PROVIDED ENTRIES —
'''

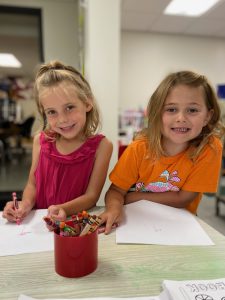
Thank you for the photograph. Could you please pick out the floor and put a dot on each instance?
(13, 177)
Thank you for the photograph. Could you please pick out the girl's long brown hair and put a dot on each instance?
(155, 108)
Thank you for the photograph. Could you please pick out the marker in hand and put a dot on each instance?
(16, 206)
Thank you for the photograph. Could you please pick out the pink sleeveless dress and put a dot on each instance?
(61, 178)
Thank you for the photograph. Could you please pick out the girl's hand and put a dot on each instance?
(110, 217)
(56, 213)
(12, 214)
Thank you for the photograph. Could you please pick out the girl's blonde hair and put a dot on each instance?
(155, 108)
(55, 72)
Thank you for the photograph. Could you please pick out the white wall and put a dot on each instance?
(147, 58)
(60, 27)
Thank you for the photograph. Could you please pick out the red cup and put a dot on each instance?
(76, 256)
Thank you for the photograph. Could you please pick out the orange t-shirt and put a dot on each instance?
(172, 173)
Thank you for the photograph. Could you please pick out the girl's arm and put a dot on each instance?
(28, 198)
(97, 180)
(113, 213)
(178, 199)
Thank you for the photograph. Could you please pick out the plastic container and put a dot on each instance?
(76, 256)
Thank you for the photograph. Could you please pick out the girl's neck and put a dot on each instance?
(173, 149)
(67, 146)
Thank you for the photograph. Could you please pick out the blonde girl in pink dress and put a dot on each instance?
(70, 160)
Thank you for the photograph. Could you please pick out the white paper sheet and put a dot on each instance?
(24, 297)
(147, 222)
(30, 236)
(195, 289)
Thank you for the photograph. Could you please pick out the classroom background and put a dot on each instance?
(124, 48)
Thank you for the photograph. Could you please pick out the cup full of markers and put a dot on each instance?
(75, 244)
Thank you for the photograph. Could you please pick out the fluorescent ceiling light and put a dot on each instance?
(9, 60)
(192, 8)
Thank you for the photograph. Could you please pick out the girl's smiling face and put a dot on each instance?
(65, 112)
(184, 115)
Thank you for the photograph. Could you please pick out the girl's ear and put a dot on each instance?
(209, 116)
(89, 106)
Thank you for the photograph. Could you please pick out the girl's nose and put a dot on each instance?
(62, 118)
(181, 117)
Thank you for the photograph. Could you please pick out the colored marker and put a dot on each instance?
(101, 228)
(16, 206)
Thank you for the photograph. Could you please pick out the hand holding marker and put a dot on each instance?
(16, 206)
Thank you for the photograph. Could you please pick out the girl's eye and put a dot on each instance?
(192, 110)
(69, 107)
(171, 109)
(50, 112)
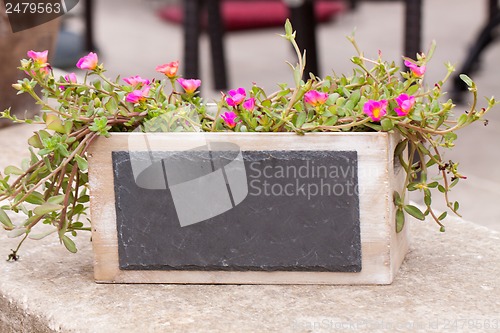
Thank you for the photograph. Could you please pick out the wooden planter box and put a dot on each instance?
(245, 208)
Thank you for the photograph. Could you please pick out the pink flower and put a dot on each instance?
(249, 104)
(189, 85)
(70, 78)
(236, 97)
(315, 98)
(229, 118)
(137, 96)
(418, 71)
(405, 103)
(88, 62)
(375, 109)
(170, 69)
(136, 80)
(39, 57)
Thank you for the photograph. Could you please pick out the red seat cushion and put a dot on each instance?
(242, 15)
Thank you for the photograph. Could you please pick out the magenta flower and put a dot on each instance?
(249, 104)
(136, 80)
(236, 97)
(418, 71)
(170, 69)
(375, 109)
(405, 103)
(229, 118)
(88, 62)
(137, 96)
(315, 98)
(39, 57)
(189, 85)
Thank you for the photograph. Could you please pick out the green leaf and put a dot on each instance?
(69, 244)
(442, 216)
(111, 105)
(13, 170)
(397, 199)
(46, 208)
(400, 147)
(331, 121)
(58, 199)
(35, 141)
(415, 212)
(5, 220)
(54, 123)
(387, 124)
(82, 163)
(413, 89)
(288, 28)
(400, 220)
(467, 80)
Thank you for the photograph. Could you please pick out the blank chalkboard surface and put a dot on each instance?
(297, 211)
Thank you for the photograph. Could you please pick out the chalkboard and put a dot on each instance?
(294, 210)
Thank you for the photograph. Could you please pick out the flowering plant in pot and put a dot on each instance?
(51, 187)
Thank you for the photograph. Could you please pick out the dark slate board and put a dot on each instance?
(262, 233)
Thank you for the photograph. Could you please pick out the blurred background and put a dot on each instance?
(132, 37)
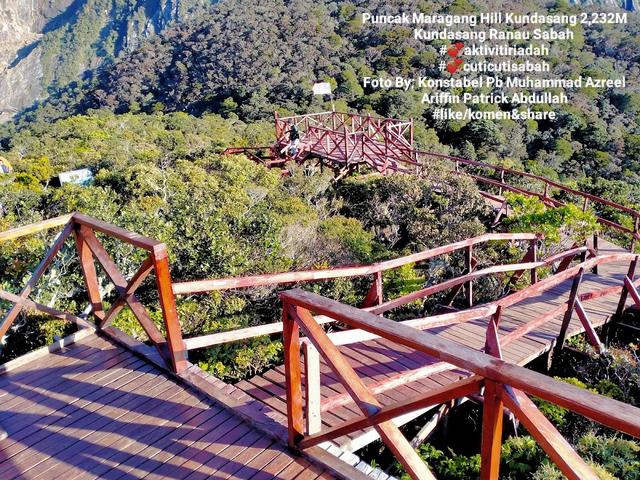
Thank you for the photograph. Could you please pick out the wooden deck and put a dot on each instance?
(378, 360)
(97, 410)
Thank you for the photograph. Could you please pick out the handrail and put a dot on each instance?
(89, 249)
(635, 232)
(208, 285)
(504, 383)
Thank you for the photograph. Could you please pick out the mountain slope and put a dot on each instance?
(47, 44)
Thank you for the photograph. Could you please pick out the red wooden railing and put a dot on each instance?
(374, 299)
(387, 145)
(350, 138)
(89, 250)
(548, 187)
(501, 384)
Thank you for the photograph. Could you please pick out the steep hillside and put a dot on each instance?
(48, 43)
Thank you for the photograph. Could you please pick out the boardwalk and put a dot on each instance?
(105, 406)
(379, 360)
(96, 410)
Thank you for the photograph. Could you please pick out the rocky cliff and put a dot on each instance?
(46, 44)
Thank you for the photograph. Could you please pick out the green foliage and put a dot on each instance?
(529, 214)
(520, 457)
(447, 466)
(30, 332)
(621, 458)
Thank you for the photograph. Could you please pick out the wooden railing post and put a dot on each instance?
(169, 310)
(573, 296)
(89, 275)
(533, 251)
(492, 413)
(291, 341)
(312, 388)
(468, 287)
(375, 293)
(596, 251)
(623, 295)
(492, 341)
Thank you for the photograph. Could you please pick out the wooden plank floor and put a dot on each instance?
(377, 360)
(95, 410)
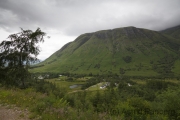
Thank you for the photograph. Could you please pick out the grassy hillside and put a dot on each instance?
(138, 52)
(174, 32)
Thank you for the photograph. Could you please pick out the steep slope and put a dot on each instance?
(140, 52)
(174, 32)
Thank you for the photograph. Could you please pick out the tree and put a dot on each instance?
(17, 53)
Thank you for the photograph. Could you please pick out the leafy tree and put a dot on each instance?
(127, 59)
(17, 53)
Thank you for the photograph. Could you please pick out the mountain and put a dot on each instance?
(137, 51)
(174, 32)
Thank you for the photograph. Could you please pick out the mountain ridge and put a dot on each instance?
(106, 51)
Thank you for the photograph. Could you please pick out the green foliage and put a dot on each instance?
(127, 59)
(100, 53)
(18, 53)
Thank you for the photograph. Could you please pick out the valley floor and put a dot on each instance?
(13, 113)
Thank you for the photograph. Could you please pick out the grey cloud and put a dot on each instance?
(74, 17)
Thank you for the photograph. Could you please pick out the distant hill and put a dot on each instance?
(174, 32)
(137, 51)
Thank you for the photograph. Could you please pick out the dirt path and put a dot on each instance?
(13, 113)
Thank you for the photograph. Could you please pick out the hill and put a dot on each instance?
(174, 32)
(135, 51)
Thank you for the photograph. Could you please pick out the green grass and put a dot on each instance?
(66, 84)
(38, 104)
(100, 53)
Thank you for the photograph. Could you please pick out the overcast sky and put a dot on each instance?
(64, 20)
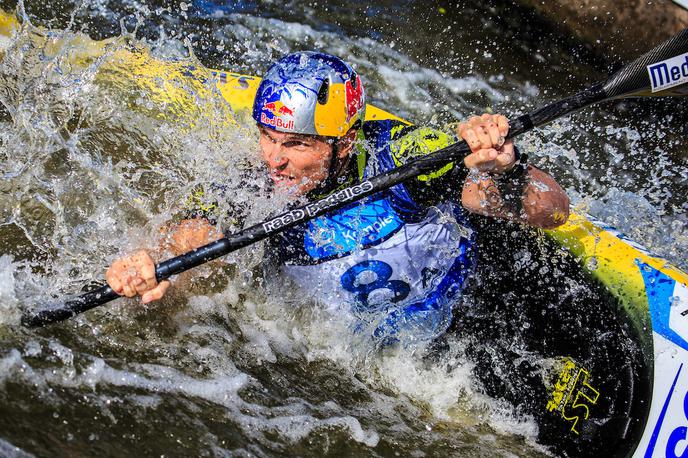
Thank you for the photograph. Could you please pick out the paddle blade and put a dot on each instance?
(661, 71)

'''

WHAT IS ASKED — Could you arrange every entry above as a JSON list of strings, one string per line, with blank lines and the pictures left out?

EXERCISE OUTPUT —
[
  "Thank you for the photograph. Could you please pick out the floor and put a dot on each instance?",
  "(13, 177)",
  "Thank you for the photograph. Could you please pick out the girl's long brown hair and put a dot on each instance?",
  "(155, 108)",
  "Thank you for the photograph. Could you please pick out the marker in hand and put a dot on each instance?",
  "(16, 206)",
  "Thank you for the photograph. Could you please pick out the pink sleeveless dress and put a dot on each instance?",
  "(61, 178)",
  "Thank you for the photograph. Could you please pick out the girl's hand and put a dot on each instance?",
  "(110, 217)",
  "(56, 213)",
  "(12, 214)",
  "Thank you for the photograph. Could you please pick out the girl's blonde hair and put a dot on each instance?",
  "(155, 108)",
  "(55, 72)",
  "Thank you for the photograph. Could you please pick out the white wall and put a dot on each instance?",
  "(147, 58)",
  "(60, 27)",
  "Thank you for the photograph. Could you please pick out the red cup and put a dot on each instance?",
  "(76, 256)",
  "Thank you for the photograph. Could you please pick out the orange t-shirt and put a dot on each instance?",
  "(172, 173)",
  "Thank you for the photograph. Could you please pick out the girl's arm and put a dot on each instance?",
  "(28, 198)",
  "(97, 180)",
  "(113, 213)",
  "(178, 199)",
  "Thank you for the photograph. Could you please pick out the plastic container and put a dot on each instance?",
  "(76, 256)",
  "Thank you for the photograph. Could you please pick out the girl's neck and put a dot on each instance?",
  "(173, 149)",
  "(67, 146)",
  "Thank you for the photograph. Could you please pick out the blonde girl in pink dress and put a dot on each instance?",
  "(70, 160)",
  "Thank you for the photograph. Could you please pick out the white paper sheet and put a dot on each instance?",
  "(24, 297)",
  "(147, 222)",
  "(30, 236)",
  "(195, 289)",
  "Thank you for the photograph. Could you please pick out the classroom background and put a dot on each instance?",
  "(124, 48)",
  "Thank you for the photograph. Could you please pick out the cup full of markers and put a dot on each instance?",
  "(75, 244)",
  "Thank you for the photograph. Could you please pick out the fluorescent ceiling light and put a dot on each instance?",
  "(9, 60)",
  "(192, 8)",
  "Thank you for the photograph. Could you please pick out the girl's smiling face and put a dot on each instance?",
  "(65, 112)",
  "(184, 115)",
  "Thank you for the photograph. Could you please pick out the girl's ear and put a dot on each instance?",
  "(209, 116)",
  "(89, 106)",
  "Thank you for the photograph. Could you please pick out the girl's nose and put a dot on each instance?",
  "(62, 118)",
  "(181, 117)",
  "Thank you for the photograph. Could you please pick out the colored marker and put a dot on each instance?",
  "(101, 228)",
  "(16, 206)",
  "Thank you for the photograph. Could you please pick out the hand holding marker and put a dot on each instance?",
  "(16, 206)",
  "Thank you for the photograph. Could you please pick out the girl's eye and put a dot on each instance?",
  "(192, 110)",
  "(69, 107)",
  "(171, 109)",
  "(50, 112)",
  "Thank you for the photograph. Could you please pick out the wooden planter box and put a dot on each instance?",
  "(245, 208)",
  "Thank you for the photograph. Could you please pick out the pink flower and put a dot on each instance?",
  "(249, 104)",
  "(189, 85)",
  "(70, 78)",
  "(236, 97)",
  "(315, 98)",
  "(229, 118)",
  "(137, 96)",
  "(418, 71)",
  "(405, 103)",
  "(88, 62)",
  "(375, 109)",
  "(170, 69)",
  "(136, 80)",
  "(39, 57)",
  "Thank you for the photograph. Could you please pick out the red seat cushion and put a dot on each instance?",
  "(242, 15)",
  "Thank you for the photograph. Could you please pick out the magenta flower and put a dot on each instance?",
  "(249, 104)",
  "(136, 80)",
  "(236, 97)",
  "(418, 71)",
  "(170, 69)",
  "(375, 109)",
  "(405, 103)",
  "(229, 118)",
  "(88, 62)",
  "(137, 96)",
  "(315, 98)",
  "(39, 57)",
  "(189, 85)",
  "Thank you for the photograph. Could you please pick out the green leaf and put a dot on each instance?",
  "(69, 244)",
  "(442, 216)",
  "(111, 105)",
  "(13, 170)",
  "(397, 199)",
  "(46, 208)",
  "(400, 147)",
  "(331, 121)",
  "(58, 199)",
  "(35, 141)",
  "(415, 212)",
  "(5, 220)",
  "(54, 123)",
  "(387, 124)",
  "(82, 163)",
  "(413, 89)",
  "(288, 28)",
  "(400, 220)",
  "(467, 80)",
  "Thank you for the photograph. Could you please pick out the blank chalkboard surface and put a dot on each instance?",
  "(297, 211)",
  "Thank you for the photograph. Could you please pick out the chalkboard and put a dot on each instance?",
  "(294, 210)",
  "Thank you for the photograph. Could you please pick out the flowering plant in pot and put a dot on each instance?",
  "(51, 187)",
  "Thank you for the photograph. Could you please pick out the dark slate board and put a dot on each instance?",
  "(262, 233)",
  "Thank you for the photograph. Could you please pick out the blurred background and put a dot on each instance?",
  "(132, 37)",
  "Thank you for the photograph. Could you please pick out the wooden deck and put a dot on each instance?",
  "(378, 360)",
  "(97, 410)",
  "Thank you for the photograph. Could you please pick out the handrail and put a dot on each instance?",
  "(89, 249)",
  "(635, 232)",
  "(208, 285)",
  "(504, 383)",
  "Thank you for the photograph. Could you please pick out the mountain slope and put a dot on each instance?",
  "(47, 44)",
  "Thank you for the photograph. Could you please pick out the red wooden railing and put a dot on each instance?",
  "(374, 299)",
  "(387, 145)",
  "(350, 138)",
  "(89, 250)",
  "(548, 187)",
  "(501, 384)",
  "Thank you for the photograph. Could you please pick out the steep hillside and put a dot on each instance?",
  "(48, 43)",
  "Thank you for the photograph. Could you please pick out the boardwalk and put a dot on each instance?",
  "(105, 406)",
  "(379, 360)",
  "(96, 410)",
  "Thank you for the photograph. Could you please pick out the rocky cliff and put a dot on each instance?",
  "(46, 44)",
  "Thank you for the photograph. Could you please pick out the green foliage and put a dot on each instance?",
  "(529, 214)",
  "(520, 457)",
  "(447, 466)",
  "(30, 332)",
  "(621, 458)",
  "Thank you for the photograph. Could you please pick out the wooden railing post and put a dot on each instance?",
  "(169, 310)",
  "(573, 296)",
  "(89, 275)",
  "(533, 251)",
  "(492, 413)",
  "(291, 341)",
  "(312, 388)",
  "(468, 287)",
  "(375, 293)",
  "(596, 251)",
  "(623, 295)",
  "(492, 341)",
  "Thank you for the photograph. Could you please pick out the wooden plank floor and put a dot on each instance?",
  "(377, 360)",
  "(95, 410)",
  "Thank you for the photograph. Could you please pick out the grassy hillside and put a dot on each instance?",
  "(138, 52)",
  "(174, 32)",
  "Thank you for the photograph. Could you please pick out the steep slope and put a dot on each instance?",
  "(140, 52)",
  "(174, 32)",
  "Thank you for the photograph. Could you please pick out the tree and put a dot on each instance?",
  "(17, 53)",
  "Thank you for the photograph. Could you please pick out the leafy tree and put a dot on each instance?",
  "(127, 59)",
  "(17, 53)",
  "Thank you for the photograph. Could you please pick out the mountain and put a dot on each instance?",
  "(137, 51)",
  "(174, 32)",
  "Thank you for the photograph. Could you please pick out the mountain ridge and put a dot on each instance?",
  "(106, 51)",
  "Thank you for the photograph. Could you please pick out the green foliage and put a dot on each instance?",
  "(127, 59)",
  "(100, 53)",
  "(18, 53)",
  "Thank you for the photograph. Could you please pick out the valley floor and put a dot on each instance?",
  "(13, 113)",
  "Thank you for the photograph. Could you please pick out the grey cloud and put a dot on each instance?",
  "(74, 17)",
  "Thank you for the photograph. Could you please pick out the distant hill and put a dot on each instance?",
  "(174, 32)",
  "(137, 51)",
  "Thank you for the photograph. Could you please pick out the dirt path and put a dot on each instance?",
  "(13, 113)",
  "Thank you for the photograph. Could you please pick out the hill and put a dot on each instance?",
  "(174, 32)",
  "(135, 51)",
  "Thank you for the photograph. Could you please pick out the green grass and put a dot on each instance?",
  "(66, 84)",
  "(38, 104)",
  "(100, 53)",
  "Thank you for the photograph. Could you please pick out the overcast sky and put a dot on each instance?",
  "(64, 20)",
  "Thank you for the photograph. Could you please pick out the paddle blade and put a dot on each instance?",
  "(661, 71)"
]